▶ [Extract provided]:
Palestinian officials said that the negotiations had reached an impasse.
“The coming hours will be sensitive and dangerous. Efforts continue but until now no satisfactory solution has been reached,” Palestinian leader Mahmoud Abbas said in a statement.
“The situation is dangerous and we can say that things are stalled. Israel does not want to free any prisoner, which is the main claim of the groups holding the soldier,” an official from Abbas’ office said.
A senior Palestinian official said the life of Hamas Prime Minister Ismael Haniyeh — whose government has already faced Israel’s wrath with the detention of eight ministers — could be at risk if Shalit is not returned home alive.
And Hamas’ leader in Lebanon, Osama Hamdan, told a Norwegian newspaper that the current Israeli offensive in the Gaza Strip would not deter the kidnappers.
“Kidnappings will increase as long as Palestinians are not freed, whatever the outcome of the Israeli invasion in the Gaza Strip,” he said.

[Data excerpts]

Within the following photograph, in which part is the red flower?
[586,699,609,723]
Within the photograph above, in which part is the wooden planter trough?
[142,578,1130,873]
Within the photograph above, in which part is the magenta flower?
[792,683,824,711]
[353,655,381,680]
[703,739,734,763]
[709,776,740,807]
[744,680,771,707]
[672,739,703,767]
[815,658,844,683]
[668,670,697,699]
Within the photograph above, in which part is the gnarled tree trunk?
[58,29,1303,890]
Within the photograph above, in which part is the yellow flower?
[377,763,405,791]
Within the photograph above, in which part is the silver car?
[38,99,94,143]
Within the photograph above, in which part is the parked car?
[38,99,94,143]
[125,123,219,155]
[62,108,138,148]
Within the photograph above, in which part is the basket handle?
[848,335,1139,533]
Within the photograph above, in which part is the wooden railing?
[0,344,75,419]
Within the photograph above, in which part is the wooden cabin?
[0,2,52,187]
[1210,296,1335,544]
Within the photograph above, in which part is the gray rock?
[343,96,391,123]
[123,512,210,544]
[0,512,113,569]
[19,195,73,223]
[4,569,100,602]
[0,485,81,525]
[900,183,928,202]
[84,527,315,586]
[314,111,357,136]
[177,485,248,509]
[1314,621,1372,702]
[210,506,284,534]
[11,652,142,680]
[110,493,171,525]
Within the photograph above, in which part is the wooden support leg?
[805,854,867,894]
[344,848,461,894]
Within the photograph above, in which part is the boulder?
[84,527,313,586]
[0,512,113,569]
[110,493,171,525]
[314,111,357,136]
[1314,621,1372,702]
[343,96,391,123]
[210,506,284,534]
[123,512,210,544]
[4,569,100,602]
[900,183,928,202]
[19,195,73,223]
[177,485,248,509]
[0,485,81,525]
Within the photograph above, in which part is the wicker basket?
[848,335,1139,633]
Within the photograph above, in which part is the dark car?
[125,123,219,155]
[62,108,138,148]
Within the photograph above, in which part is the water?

▶ [Task to complete]:
Print the part of the news excerpt on the stalled negotiations from "And Hamas’ leader" to "deter the kidnappers." word for word. The records are separate material with no connection to the text.

▶ [Task solution]:
And Hamas’ leader in Lebanon, Osama Hamdan, told a Norwegian newspaper that the current Israeli offensive in the Gaza Strip would not deter the kidnappers.